*Aim of the exercise*
Can you rewrite each of the entries below, changing "Please indicate" to "Mark" and leaving everything else as it is?

------

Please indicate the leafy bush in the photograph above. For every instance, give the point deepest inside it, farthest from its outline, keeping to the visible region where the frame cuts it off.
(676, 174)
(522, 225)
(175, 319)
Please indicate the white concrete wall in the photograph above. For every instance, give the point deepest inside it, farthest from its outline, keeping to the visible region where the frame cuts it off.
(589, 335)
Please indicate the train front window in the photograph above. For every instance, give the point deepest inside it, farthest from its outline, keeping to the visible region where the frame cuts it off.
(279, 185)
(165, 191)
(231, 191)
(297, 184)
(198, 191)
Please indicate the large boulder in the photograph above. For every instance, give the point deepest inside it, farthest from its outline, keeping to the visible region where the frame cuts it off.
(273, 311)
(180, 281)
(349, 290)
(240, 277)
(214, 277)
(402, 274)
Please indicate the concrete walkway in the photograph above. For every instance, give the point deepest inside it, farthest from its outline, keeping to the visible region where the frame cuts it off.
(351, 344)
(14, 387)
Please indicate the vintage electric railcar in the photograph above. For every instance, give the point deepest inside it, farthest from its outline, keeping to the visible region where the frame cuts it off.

------

*Result of this task*
Mark the leafy bush in the photograph above. For every instance, give the point deepest inside it, farthest from its outline, keeping to the visible region where the frame cuts it off.
(676, 174)
(522, 225)
(175, 319)
Mark the white concrete wall in the photograph above. For every instance, give the point deepest inside it, farthest from its outline, keeping to the visible region where the frame cuts it off.
(589, 335)
Mark the train front window in the photograph above. For every instance, give the point deepest inside it, farthest from its outline, keeping to the visible region where the frame cuts it off.
(279, 185)
(165, 191)
(231, 191)
(297, 184)
(198, 191)
Mark the large boulder in the photograph above. For every instance, give the point deepest inside it, farthest from its outline, keeping to the visible region where the frame cuts it off.
(273, 311)
(180, 281)
(349, 290)
(240, 277)
(214, 277)
(402, 274)
Mark the concrete walkway in the photograph above. For every instance, give the point deepest inside it, farthest from its outline, keeping to the visible region where the frame cuts it off.
(351, 344)
(14, 387)
Mark the vintage electric railcar in the photograph above. For every instance, give the point deepest inside it, farthest from its outline, keeping to the visible region where the frame cuts it off.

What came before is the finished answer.